──────── The input

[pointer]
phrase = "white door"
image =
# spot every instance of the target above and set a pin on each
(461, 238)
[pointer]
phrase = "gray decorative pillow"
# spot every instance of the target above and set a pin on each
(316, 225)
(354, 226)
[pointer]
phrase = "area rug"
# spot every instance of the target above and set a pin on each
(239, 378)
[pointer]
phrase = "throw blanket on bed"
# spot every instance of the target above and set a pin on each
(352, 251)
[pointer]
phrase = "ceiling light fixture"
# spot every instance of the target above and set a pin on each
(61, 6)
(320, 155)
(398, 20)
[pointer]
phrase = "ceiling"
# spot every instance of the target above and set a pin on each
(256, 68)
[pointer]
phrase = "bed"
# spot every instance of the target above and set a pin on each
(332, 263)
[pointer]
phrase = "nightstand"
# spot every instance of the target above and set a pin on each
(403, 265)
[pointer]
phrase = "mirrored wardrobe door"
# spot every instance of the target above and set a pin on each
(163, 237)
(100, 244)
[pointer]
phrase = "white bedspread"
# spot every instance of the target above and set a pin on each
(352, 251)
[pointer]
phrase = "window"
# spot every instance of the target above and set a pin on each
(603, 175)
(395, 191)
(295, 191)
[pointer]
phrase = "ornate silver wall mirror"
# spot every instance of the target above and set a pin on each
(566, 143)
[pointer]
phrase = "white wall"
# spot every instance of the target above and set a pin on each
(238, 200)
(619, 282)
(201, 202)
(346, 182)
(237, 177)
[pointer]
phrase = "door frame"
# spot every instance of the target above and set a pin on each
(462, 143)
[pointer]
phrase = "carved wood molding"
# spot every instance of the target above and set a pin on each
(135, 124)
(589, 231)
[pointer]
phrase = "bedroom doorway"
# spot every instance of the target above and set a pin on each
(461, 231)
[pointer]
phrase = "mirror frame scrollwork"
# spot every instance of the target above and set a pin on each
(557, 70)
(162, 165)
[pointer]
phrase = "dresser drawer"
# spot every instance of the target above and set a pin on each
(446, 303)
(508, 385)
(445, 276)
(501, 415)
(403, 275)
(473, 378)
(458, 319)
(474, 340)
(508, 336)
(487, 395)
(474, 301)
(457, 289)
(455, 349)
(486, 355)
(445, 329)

────────────────

▸ **What to produce**
Extract all of the data exactly as written.

▸ **Your response**
[pointer]
phrase = "white door"
image =
# spot every instance of the target above and set a pin on each
(461, 238)
[pointer]
phrase = "gray decorative pillow"
# spot every instance of the target above and set a pin on each
(316, 225)
(354, 226)
[pointer]
phrase = "area rug"
# spot every instance of the target above and set a pin on each
(239, 378)
[pointer]
phrase = "throw blanket on bed"
# spot every instance of the target above and set a pin on each
(352, 251)
[pointer]
phrase = "ceiling light fixture"
# spot every instance of the target above and set a pin on each
(61, 6)
(320, 155)
(398, 20)
[pointer]
phrase = "ceiling"
# spot every instance of the target above and set a pin on each
(256, 68)
[pointer]
phrase = "bed"
# spot every instance of the target above and set a pin on each
(332, 263)
[pointer]
phrase = "nightstand"
# spot every instance of the target above and set a pin on each
(403, 265)
[pointer]
phrase = "mirrored wardrobe door"
# spot every instance of the target above and set a pin on each
(163, 237)
(100, 244)
[pointer]
phrase = "white bedspread"
# spot every instance of the target above and set a pin on each
(352, 251)
[pointer]
phrase = "window"
# spot every instance of the target above and set a pin on each
(603, 175)
(395, 191)
(295, 191)
[pointer]
phrase = "ornate silver wall mirror"
# spot every instance of the target above and set a pin on each
(566, 143)
[pointer]
phrase = "white wall"
# spot every instance of the target above and set a pin on each
(238, 200)
(619, 282)
(201, 202)
(346, 182)
(237, 177)
[pointer]
phrase = "door frame"
# spot every instance of the target above and set a pin on each
(462, 143)
[pointer]
phrase = "carved wood molding"
# spot every instance of the target above and set a pin on each
(135, 124)
(589, 231)
[pointer]
phrase = "bedroom doorway"
# spot every instance of the target above and set a pin on each
(461, 231)
[pointer]
phrase = "mirror frame scrollwork"
# spot every instance of the target above and set a pin on each
(557, 70)
(162, 165)
[pointer]
phrase = "dresser drawer"
# spot every instance of the target above and set a pin on each
(446, 303)
(508, 385)
(445, 276)
(501, 415)
(403, 275)
(473, 378)
(458, 319)
(474, 340)
(508, 336)
(487, 395)
(474, 301)
(457, 289)
(455, 349)
(486, 355)
(445, 329)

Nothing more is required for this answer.